### Exercise goal
From the records below, set down exactly the lines starting with the line that contains "One point goes on each instance of the person" and going on through the line that contains "Target: person wearing sunglasses". Nothing else is wanted.

### Record extracts
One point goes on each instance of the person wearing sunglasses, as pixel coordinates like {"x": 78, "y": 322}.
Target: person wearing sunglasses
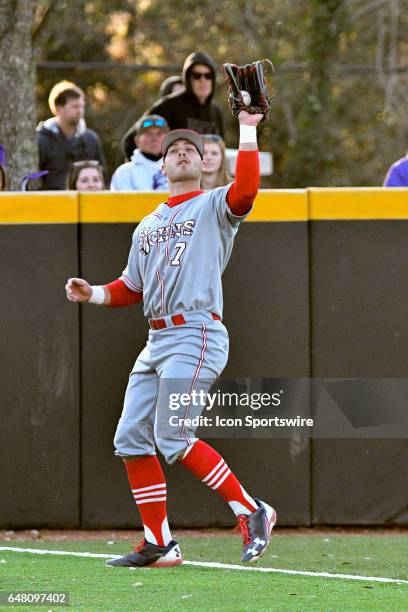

---

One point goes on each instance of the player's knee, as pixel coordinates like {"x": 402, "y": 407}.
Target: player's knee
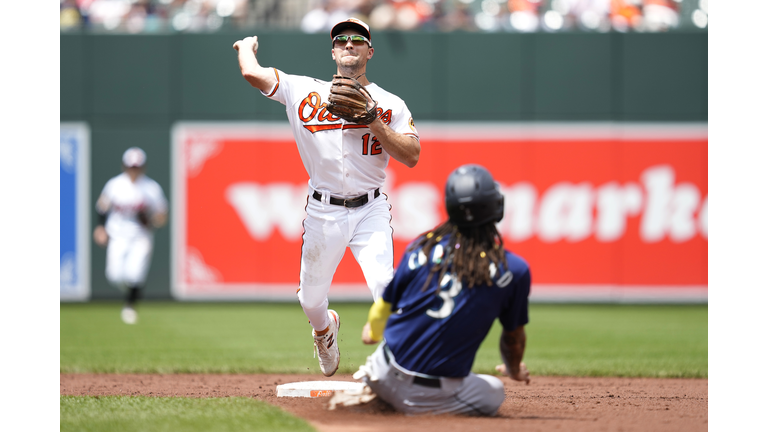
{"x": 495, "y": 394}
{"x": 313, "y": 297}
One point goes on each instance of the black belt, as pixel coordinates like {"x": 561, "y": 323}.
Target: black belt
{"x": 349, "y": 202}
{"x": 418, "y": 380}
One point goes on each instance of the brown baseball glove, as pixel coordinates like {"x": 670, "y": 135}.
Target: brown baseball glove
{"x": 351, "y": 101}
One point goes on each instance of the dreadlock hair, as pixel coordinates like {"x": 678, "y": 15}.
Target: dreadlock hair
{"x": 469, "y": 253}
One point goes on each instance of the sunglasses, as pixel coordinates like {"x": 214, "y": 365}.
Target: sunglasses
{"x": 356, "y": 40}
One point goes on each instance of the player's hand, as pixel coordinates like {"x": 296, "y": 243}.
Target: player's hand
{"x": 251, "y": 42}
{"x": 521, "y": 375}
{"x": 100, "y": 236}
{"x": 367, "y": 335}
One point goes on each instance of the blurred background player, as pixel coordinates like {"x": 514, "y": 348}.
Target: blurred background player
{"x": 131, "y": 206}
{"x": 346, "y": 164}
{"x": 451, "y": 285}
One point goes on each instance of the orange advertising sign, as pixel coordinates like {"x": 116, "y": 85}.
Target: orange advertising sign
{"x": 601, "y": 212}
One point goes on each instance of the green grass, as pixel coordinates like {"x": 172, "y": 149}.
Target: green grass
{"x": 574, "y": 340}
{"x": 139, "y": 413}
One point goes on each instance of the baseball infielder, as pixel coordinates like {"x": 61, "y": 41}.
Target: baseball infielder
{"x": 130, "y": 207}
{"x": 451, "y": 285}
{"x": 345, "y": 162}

---

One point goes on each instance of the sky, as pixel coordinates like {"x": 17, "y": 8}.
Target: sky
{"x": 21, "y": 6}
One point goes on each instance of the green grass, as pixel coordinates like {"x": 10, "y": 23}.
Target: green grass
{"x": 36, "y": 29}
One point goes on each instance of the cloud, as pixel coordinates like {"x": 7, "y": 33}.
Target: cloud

### Answer to the exercise
One point goes on each instance of the person wearing sunglasses, as pixel coordinates like {"x": 78, "y": 322}.
Target: person wearing sunglasses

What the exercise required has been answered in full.